Direction: Return all of the material below, reproducing each line without any change.

(Records of labeled points)
****

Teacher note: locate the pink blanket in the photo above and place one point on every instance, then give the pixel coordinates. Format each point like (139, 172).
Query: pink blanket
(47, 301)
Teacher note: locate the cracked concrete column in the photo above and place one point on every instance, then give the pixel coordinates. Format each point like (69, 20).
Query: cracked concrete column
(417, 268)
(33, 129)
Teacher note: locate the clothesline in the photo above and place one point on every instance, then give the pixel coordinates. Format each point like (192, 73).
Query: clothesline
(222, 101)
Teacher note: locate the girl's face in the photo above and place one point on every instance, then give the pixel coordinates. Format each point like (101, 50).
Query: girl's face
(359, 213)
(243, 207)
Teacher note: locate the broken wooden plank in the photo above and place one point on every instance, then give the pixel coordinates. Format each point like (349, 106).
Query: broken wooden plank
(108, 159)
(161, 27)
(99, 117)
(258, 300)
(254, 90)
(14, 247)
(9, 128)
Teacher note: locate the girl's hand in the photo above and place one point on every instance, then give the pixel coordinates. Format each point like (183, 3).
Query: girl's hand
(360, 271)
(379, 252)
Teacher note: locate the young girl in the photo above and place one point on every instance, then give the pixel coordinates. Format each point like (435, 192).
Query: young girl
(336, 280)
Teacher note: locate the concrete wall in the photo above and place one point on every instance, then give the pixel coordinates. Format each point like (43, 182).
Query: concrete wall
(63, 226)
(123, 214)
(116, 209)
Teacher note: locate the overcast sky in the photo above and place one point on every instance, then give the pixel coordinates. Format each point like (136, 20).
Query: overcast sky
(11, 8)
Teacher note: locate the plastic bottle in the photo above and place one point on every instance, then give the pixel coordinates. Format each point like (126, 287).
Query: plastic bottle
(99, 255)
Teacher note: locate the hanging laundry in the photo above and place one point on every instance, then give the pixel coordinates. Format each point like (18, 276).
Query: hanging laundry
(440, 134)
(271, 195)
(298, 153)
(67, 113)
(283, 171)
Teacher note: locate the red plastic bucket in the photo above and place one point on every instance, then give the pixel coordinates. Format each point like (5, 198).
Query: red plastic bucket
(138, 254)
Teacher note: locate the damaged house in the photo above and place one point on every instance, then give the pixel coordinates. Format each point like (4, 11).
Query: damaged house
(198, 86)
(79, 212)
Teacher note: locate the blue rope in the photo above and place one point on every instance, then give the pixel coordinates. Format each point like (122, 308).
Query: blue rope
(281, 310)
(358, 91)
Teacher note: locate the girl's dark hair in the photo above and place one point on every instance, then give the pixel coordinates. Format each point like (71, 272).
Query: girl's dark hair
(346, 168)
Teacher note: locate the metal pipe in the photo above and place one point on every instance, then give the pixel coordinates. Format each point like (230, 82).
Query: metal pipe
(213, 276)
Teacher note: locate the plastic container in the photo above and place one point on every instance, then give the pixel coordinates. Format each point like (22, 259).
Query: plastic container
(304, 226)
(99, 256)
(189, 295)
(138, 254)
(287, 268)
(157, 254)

****

Complete answer:
Teacher note: locate the pink blanket in the photo above and place one point on every instance, then give the pixel coordinates. Format each point like (139, 172).
Query: pink blanket
(47, 301)
Teacher note: locate the cracked concrete column in the photo above and place one point on every instance, then give the pixel coordinates. Format each point like (69, 20).
Query: cracked concrete column
(417, 268)
(33, 129)
Teacher note: locate the clothesline in the photo above and place one point on every instance, then give the pixel coordinates. Format each point like (192, 73).
Query: clothesline
(222, 101)
Teacher note: locate the girl's face in the photo above and place one point on every instance, then give the pixel coordinates. Format each point like (101, 50).
Query: girl's face
(359, 213)
(243, 207)
Teacher note: locate the broken wooden plank in the photo above and place one point on every instance, then give the pixel coordinates. Format each point like (349, 106).
Query: broken wooden plank
(108, 159)
(161, 27)
(99, 117)
(258, 300)
(254, 90)
(14, 247)
(9, 128)
Teacher note: locate the girl's hand in the photo above and place one point on every instance, then give the pixel coordinates. Format each point like (183, 3).
Query: girl's hand
(360, 271)
(379, 252)
Teacher note: locate the young girl in the photo above and place one point on every instance, then give the pixel coordinates. Format each point like (435, 192).
Query: young girl
(336, 280)
Teacher note: locate the concrete wall in the photo above and place one point on every instance, then give the pixel coordinates. Format each point like (43, 182).
Query: concrete wall
(63, 226)
(123, 214)
(116, 209)
Teacher note: locate the overcast sky in the photo above and place one point on every instance, then give the pixel coordinates. Format each point like (136, 20).
Query: overcast sky
(11, 8)
Teacher note: locate the plastic bottle in the photo above and place one point on every instance, then give the pixel coordinates. Format each point like (126, 287).
Query: plastic bottle
(99, 255)
Teacher note: locate the hanging laundry in the photo above and place one point on every instance, then give the pixel coordinates. Format each point like (18, 276).
Query: hanging laundry
(440, 134)
(271, 195)
(298, 153)
(67, 113)
(283, 171)
Teacher note: locate the red plastic bucket in the photo above and place one point on every instance, then give the pixel coordinates. Format each point like (5, 198).
Query: red plastic bucket
(138, 254)
Teacher note: locate the damaged house in the photo above and place one point on every instance, then give the pixel coordinates. Format each point like (4, 11).
Query: damaged house
(198, 86)
(79, 212)
Teacher note: locate the blue rope in the photo above and place one point on every instance, then give the pixel coordinates. Format each point like (122, 308).
Query: blue rope
(281, 310)
(358, 91)
Teacher note: locate the girl's dark hair in the photo above and place one point on every instance, then give the pixel coordinates. Format each point like (71, 272).
Query: girl's dark hair
(346, 168)
Teacher note: locate the metal pipe in the photo above and place one point on every instance, then give the pixel coordinates. Format each point like (230, 82).
Query: metal pipe
(213, 276)
Teacher note: locate the plastic container in the photo above and place one point on every instance, then give the pixel coordinates. Format each point like (22, 259).
Query: plastic container
(304, 226)
(99, 256)
(189, 295)
(138, 254)
(287, 268)
(157, 254)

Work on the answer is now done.